◆ Goal ◆
Change every "innermost point" in the data items below to "central point" and leave all other text as it is. Write out the edited data items without the pictures.

Data items
================

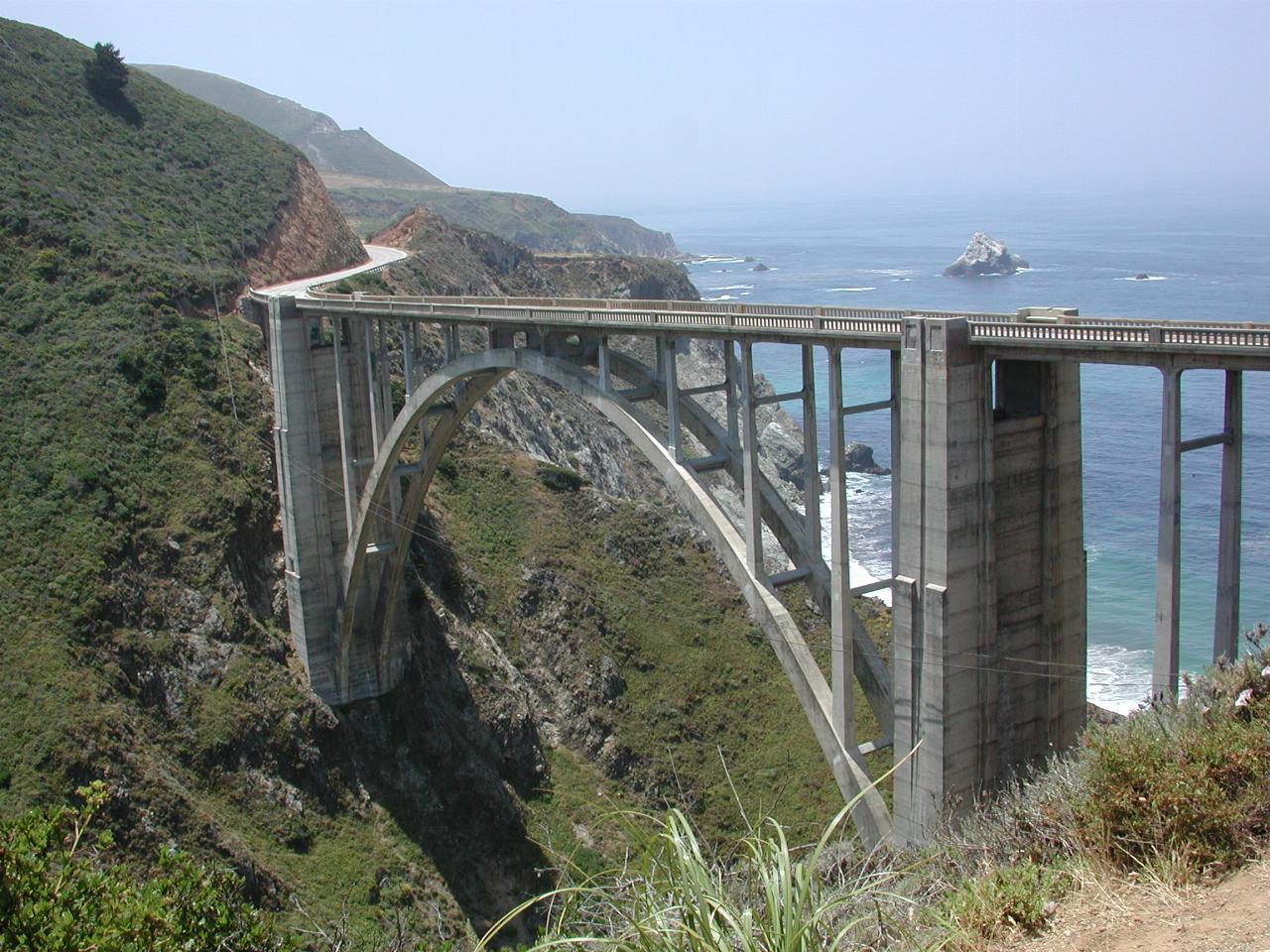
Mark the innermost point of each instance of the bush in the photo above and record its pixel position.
(1010, 897)
(105, 73)
(1184, 785)
(559, 479)
(60, 893)
(683, 897)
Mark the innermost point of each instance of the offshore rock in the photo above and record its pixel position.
(984, 255)
(857, 457)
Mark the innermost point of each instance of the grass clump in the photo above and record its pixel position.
(60, 892)
(1019, 897)
(1184, 785)
(683, 896)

================

◆ The response ◆
Mark the central point of each instance of the bush in the photo above and record its pixel position.
(1010, 897)
(105, 73)
(1184, 785)
(559, 479)
(60, 893)
(683, 897)
Mark the central point of each instance of the offshore rock in the photo above and record its pixel position.
(984, 255)
(857, 457)
Mark the central point of each instance of the grass clump in the photo above and record its pixel position.
(60, 892)
(1019, 897)
(1184, 785)
(683, 896)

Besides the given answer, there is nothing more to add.